Trecho da página:
■ ■ ■ ■ ■

Alguns elementos da mitologia envolvendo os zumbis foram mantidos, como Romero mostrando uma estratégia para afugentar os zumbis: fogo, algo que já havíamos visto em A Noite dos Mortos-Vivos. A trilha sonora principal é muito boa (clique aqui para ouvir), mas algumas músicas acabam saindo da premissa proposta. Mesmo com o dobro de violência e gore, esse capítulo é mais descontraído que A Noite dos Mortos-Vivos, muito pela evolução de dez anos na consciência de Romero e estética do cinema.

Roger após ser mordido acidentalmente.

■ ■ ■ ■ ■

Entradas de dados extraídos
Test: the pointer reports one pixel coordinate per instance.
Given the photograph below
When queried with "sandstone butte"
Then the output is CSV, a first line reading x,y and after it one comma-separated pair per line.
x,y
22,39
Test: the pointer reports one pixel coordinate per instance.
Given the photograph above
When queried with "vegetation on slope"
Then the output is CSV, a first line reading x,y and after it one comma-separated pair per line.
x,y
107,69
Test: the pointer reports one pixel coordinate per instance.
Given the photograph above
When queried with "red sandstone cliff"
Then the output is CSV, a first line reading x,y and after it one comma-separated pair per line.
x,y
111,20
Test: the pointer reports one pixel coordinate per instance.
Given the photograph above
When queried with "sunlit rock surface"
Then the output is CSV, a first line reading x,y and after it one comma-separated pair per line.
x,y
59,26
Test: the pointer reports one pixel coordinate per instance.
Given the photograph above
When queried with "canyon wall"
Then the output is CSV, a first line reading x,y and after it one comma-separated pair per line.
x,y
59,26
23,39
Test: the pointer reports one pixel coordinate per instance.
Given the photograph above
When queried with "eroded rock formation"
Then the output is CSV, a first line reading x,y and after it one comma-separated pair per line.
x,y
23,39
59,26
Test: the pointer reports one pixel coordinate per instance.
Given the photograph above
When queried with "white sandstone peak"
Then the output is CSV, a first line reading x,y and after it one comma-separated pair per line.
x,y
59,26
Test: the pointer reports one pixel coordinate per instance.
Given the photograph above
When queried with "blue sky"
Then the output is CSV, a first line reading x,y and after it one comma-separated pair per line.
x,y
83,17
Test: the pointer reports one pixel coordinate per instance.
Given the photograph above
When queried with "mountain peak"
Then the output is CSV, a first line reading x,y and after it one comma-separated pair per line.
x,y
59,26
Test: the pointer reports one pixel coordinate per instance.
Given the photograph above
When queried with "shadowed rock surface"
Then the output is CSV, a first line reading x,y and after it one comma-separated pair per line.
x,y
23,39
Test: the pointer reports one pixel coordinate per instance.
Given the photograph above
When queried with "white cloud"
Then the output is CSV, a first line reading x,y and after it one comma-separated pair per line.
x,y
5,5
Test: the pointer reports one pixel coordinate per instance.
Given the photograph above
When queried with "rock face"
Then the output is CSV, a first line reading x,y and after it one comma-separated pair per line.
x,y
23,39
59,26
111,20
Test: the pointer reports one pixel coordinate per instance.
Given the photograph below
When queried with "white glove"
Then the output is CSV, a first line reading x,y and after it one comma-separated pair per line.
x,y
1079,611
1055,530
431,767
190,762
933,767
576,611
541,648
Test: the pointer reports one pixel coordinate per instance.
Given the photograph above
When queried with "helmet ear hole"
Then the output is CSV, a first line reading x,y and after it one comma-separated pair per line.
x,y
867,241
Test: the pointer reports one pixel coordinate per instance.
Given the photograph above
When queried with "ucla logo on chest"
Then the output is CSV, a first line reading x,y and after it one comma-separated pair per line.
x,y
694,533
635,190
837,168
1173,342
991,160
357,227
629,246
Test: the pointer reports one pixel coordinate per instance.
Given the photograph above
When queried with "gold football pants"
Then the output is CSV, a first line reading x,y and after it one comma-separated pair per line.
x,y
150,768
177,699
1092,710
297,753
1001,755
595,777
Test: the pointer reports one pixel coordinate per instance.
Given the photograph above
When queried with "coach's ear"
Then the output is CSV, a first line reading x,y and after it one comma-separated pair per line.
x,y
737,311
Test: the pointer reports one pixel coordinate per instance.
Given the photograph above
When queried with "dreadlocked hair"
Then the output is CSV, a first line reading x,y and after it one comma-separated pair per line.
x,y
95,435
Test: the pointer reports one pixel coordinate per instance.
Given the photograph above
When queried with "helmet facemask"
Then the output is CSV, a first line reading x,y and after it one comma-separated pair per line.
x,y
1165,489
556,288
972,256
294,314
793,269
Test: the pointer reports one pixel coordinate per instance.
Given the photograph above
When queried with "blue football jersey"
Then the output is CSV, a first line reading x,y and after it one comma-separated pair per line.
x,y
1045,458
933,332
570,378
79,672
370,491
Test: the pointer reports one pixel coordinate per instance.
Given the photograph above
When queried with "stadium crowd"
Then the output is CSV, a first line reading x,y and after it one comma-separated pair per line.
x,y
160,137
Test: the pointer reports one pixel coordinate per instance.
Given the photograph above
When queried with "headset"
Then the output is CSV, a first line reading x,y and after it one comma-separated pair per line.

■ ■ ■ ■ ■

Objetivo: Traduza para o inglês esta frase do trecho sobre o filme de zumbis de Romero: "Mesmo com o dobro de violência e gore, esse capítulo é mais descontraído que A Noite dos Mortos-Vivos, muito pela evolução de dez anos na consciência de Romero e estética do cinema."

Resposta correta: Even with twice the violence and gore, this chapter is more lighthearted than Night of the Living Dead, largely due to ten years of evolution in Romero's awareness and in film aesthetics.